## Tasks to carry out
**1)** Reproduce word for word the part of the bioinformatics passage running from "They can be mapped***---that" up to and including "Polymerase Chain Reaction).".
**2)** Resume the passage on bioinformatics tools, writing on from its last sentence.

## Passage
--------
Both types of sequence can then be analyzed in many ways with bioinformatics tools.

They can be assembled. Note that this is one of the occasions when the meaning of a biological term differs markedly from a computational one (see the amusing confusion over the issue at Web-based geek forum Slashdot). Computer scientists, banish from your mind any thought of assembly language. Sequencing can only be performed for relatively short stretches of a biomolecule and finished sequences are therefore prepared by arranging overlapping "reads" of monomers (single beads on a molecular chain) into a single continuous passage of "code". This is the bioinformatic sense of assembly.

They can be mapped***---that is, their sequences can be parsed to find sites where so-called "restriction enzymes" will cut them.

They can be compared, usually by aligning corresponding segments and looking for matching and mismatching letters in their sequences. Genes or proteins that are sufficiently similar are likely to be related and are therefore said to be "homologous" to each other---the whole truth is rather more complicated than this. Such cousins are called "homologs".

If a homolog (a related molecule) exists, then a newly discovered protein may be modeled---that is the three dimensional structure of the gene product can be predicted without doing laboratory experiments.

Bioinformatics is used in primer design. Primers are short sequences needed to make many copies of (amplify) a piece of DNA as used in PCR (the Polymerase Chain Reaction).

Bioinformatics is used to attempt to predict the function of actual gene products.

Information about the similarity, and, by implication, the relatedness of proteins is used to trace the "family trees" of different molecules through evolutionary time.
--------
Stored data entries

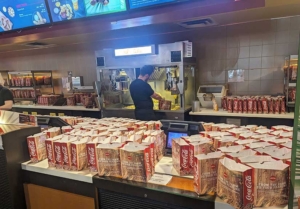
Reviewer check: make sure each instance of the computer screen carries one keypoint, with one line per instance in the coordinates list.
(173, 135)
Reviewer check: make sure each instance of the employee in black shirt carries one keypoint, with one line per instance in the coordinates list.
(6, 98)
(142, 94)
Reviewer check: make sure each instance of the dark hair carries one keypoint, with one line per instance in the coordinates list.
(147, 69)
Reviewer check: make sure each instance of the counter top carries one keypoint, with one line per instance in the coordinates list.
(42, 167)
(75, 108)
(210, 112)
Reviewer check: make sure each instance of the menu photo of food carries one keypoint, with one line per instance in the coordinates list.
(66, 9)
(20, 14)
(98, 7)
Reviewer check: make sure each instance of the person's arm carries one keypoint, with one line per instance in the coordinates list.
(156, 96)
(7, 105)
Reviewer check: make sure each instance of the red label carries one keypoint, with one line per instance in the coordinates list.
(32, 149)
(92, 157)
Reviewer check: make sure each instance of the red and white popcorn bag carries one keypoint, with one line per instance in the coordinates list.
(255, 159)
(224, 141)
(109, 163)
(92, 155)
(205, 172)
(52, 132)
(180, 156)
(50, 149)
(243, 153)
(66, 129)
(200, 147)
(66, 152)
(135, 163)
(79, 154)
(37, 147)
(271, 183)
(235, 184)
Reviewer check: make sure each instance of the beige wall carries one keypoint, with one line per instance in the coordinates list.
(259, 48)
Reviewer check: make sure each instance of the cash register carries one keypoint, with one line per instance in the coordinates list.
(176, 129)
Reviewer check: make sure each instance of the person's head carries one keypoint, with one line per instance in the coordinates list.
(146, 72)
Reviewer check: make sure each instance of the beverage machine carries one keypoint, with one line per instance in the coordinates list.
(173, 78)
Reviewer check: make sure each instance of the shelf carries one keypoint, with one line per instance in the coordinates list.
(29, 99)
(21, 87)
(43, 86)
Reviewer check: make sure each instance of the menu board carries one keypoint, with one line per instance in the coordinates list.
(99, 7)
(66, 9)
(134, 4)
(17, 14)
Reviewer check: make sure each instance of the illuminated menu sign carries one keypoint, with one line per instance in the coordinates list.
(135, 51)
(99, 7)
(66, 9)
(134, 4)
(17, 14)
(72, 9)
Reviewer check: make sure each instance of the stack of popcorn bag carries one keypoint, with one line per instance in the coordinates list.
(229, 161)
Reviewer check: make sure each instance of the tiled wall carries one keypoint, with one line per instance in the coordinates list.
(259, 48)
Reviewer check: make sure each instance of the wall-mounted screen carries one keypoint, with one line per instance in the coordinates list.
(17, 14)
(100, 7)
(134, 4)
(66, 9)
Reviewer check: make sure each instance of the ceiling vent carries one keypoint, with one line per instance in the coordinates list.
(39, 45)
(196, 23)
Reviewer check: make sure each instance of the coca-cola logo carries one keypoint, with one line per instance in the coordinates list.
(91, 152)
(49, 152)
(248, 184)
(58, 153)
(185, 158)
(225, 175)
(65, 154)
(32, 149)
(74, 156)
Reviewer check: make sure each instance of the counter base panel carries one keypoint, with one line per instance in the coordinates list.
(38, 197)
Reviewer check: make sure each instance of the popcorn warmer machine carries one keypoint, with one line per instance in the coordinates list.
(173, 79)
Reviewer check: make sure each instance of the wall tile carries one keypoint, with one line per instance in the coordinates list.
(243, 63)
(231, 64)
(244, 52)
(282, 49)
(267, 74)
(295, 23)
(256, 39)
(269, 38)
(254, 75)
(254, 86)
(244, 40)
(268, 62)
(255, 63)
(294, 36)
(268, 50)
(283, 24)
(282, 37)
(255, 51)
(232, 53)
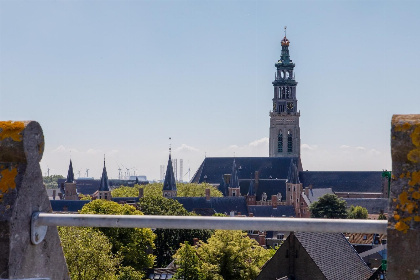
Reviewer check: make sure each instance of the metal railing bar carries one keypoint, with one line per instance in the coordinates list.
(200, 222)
--------
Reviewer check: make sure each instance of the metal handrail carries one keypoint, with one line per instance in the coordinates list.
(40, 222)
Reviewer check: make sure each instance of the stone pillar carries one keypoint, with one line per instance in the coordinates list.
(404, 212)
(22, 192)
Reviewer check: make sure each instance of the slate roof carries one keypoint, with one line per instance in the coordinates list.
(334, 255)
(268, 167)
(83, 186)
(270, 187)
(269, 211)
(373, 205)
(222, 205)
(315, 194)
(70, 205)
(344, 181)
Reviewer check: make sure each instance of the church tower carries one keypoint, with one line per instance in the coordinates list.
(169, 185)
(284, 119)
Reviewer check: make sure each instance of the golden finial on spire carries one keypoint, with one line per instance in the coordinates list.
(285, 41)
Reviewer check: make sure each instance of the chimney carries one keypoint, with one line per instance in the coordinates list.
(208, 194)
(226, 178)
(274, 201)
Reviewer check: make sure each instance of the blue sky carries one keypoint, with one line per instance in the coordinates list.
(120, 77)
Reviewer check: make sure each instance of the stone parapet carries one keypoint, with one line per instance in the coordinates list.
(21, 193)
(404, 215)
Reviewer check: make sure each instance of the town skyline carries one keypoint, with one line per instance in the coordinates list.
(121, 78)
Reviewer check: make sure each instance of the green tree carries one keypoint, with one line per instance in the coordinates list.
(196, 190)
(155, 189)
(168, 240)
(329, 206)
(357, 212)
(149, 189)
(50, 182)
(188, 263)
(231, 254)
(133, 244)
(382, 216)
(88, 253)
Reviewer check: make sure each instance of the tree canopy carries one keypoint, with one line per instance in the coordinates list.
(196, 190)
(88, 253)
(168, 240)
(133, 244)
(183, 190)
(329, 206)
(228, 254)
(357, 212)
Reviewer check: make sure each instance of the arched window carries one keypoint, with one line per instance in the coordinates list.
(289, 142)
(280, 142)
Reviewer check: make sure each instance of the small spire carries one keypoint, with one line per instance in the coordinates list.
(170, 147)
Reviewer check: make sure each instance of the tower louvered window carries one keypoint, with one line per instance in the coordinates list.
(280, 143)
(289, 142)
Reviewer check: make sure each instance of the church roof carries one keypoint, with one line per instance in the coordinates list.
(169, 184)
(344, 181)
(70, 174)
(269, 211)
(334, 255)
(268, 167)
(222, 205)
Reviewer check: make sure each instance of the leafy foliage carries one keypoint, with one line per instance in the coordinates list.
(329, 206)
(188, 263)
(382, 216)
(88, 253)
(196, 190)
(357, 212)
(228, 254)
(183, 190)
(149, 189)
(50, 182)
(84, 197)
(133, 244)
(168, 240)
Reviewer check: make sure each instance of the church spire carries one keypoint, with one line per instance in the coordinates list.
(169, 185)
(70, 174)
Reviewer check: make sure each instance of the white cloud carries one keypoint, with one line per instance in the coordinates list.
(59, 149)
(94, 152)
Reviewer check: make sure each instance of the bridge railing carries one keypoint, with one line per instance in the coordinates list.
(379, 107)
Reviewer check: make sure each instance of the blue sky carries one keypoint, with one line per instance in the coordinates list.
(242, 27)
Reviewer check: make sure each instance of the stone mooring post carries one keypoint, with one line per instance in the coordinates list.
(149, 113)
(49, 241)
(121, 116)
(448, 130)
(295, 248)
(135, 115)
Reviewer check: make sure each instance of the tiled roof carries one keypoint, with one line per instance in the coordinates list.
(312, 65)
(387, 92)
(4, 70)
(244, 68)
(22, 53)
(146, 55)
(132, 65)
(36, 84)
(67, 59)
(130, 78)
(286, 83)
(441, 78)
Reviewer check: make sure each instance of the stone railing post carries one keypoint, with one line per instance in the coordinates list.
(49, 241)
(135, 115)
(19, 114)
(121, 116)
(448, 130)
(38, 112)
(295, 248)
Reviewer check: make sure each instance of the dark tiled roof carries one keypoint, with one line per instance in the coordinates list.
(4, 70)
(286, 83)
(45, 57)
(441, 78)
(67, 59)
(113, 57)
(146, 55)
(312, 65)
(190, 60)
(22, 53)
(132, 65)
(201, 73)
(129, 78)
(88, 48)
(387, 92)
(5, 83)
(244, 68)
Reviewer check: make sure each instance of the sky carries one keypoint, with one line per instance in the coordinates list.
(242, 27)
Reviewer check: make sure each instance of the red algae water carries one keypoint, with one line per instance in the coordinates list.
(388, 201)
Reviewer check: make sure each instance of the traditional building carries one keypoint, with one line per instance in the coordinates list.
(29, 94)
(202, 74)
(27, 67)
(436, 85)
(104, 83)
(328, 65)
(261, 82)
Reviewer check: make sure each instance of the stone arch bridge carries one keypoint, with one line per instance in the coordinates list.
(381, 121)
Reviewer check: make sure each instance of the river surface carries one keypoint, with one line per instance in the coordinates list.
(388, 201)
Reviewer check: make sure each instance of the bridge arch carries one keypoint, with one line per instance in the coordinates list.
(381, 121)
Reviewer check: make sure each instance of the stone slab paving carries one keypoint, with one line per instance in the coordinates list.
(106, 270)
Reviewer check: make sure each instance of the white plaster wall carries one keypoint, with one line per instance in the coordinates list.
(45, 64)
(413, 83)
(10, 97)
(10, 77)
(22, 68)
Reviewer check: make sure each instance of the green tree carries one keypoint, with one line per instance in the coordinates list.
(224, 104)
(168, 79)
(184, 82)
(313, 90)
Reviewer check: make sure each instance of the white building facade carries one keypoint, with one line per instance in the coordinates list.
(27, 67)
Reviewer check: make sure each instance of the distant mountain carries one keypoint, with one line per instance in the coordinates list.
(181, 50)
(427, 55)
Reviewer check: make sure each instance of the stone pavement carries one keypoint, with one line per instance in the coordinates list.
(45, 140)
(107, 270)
--------
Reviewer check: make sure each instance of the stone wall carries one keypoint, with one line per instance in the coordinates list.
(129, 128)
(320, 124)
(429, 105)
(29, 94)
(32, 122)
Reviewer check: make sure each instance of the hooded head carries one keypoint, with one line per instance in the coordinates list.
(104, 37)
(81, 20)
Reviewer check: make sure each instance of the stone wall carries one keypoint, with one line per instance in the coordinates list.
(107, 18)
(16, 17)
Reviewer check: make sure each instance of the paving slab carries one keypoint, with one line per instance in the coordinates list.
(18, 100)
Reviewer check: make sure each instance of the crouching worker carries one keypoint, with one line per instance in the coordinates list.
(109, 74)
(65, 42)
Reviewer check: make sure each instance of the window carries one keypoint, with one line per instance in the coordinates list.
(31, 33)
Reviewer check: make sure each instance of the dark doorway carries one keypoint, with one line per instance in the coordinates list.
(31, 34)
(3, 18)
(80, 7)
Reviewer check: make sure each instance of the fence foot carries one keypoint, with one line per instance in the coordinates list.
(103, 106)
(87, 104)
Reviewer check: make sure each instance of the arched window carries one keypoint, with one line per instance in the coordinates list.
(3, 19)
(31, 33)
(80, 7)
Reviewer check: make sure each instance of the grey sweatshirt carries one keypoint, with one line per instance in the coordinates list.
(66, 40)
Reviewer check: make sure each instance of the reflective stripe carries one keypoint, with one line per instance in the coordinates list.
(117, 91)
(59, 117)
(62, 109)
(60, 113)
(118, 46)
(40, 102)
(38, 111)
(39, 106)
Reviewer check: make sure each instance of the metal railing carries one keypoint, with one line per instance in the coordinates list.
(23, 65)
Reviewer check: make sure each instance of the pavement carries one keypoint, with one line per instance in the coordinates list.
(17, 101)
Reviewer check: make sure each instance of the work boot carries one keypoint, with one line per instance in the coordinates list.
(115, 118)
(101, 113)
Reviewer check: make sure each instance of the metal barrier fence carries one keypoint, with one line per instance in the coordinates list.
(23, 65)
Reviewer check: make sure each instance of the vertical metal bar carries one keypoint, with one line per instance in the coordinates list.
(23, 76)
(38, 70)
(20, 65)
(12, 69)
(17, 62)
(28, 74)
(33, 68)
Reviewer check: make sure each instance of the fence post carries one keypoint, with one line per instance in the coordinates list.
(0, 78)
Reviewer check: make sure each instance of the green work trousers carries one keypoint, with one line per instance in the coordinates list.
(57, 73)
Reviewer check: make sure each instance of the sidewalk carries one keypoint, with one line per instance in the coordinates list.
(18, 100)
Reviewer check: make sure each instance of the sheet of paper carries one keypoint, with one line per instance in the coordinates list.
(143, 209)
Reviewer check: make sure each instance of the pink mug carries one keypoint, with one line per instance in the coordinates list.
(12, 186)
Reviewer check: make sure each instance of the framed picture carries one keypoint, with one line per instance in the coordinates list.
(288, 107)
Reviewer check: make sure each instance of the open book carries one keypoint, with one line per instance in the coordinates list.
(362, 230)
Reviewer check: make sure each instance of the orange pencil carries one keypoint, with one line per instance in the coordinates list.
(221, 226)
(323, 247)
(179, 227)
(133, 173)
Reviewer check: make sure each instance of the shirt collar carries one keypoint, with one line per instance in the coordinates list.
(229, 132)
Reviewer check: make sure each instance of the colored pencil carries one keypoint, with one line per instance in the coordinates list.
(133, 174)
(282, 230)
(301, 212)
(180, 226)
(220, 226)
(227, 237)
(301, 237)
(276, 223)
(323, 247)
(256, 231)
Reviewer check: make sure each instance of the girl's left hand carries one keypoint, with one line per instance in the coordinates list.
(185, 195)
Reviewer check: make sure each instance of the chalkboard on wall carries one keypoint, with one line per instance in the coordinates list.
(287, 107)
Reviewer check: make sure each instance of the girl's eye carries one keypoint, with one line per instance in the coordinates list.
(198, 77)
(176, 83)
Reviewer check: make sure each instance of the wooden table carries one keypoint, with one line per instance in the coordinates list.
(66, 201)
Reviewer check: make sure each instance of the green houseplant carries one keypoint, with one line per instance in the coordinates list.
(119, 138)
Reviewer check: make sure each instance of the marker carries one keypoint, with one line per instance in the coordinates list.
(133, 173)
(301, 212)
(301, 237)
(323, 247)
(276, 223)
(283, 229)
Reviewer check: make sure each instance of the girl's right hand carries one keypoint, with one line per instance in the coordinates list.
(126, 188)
--------
## Answers per task
**1)**
They can be mapped***---that is, their sequences can be parsed to find sites where so-called "restriction enzymes" will cut them.

They can be compared, usually by aligning corresponding segments and looking for matching and mismatching letters in their sequences. Genes or proteins that are sufficiently similar are likely to be related and are therefore said to be "homologous" to each other---the whole truth is rather more complicated than this. Such cousins are called "homologs".

If a homolog (a related molecule) exists, then a newly discovered protein may be modeled---that is the three dimensional structure of the gene product can be predicted without doing laboratory experiments.

Bioinformatics is used in primer design. Primers are short sequences needed to make many copies of (amplify) a piece of DNA as used in PCR (the Polymerase Chain Reaction).

**2)**
There are various other applications of computer analysis to sequence data, but, with so much raw data being generated by the Human Genome Project and other initiatives in biology, computers are presently essential for many biologists just to manage their day-to-day results

Molecular modelling / structural biology is a growing field which can be considered part of bioinformatics. There are, for example, tools which allow you (often via the Net) to make pretty good predictions of the secondary structure of proteins arising from a given amino acid sequence, often based on known "solved" structures and other sequenced molecules acquired by structural biologists.

Structural biologists use "bioinformatics" to handle the vast and complex data from X-ray crystallography, nuclear magnetic resonance (NMR) and electron microscopy investigations and create the 3-D models of molecules that seem to be everywhere in the media.


Unfortunately the word "map" is used in several different ways in biology/genetics/bioinformatics. The definition given above is the one most frequently used in this context, but a gene can be said to be "mapped" when its parent chromosome has been identified, when its physical or genetic distance from other genes is established and---less frequently---when the structure and locations of its various coding components (its "exons") are established.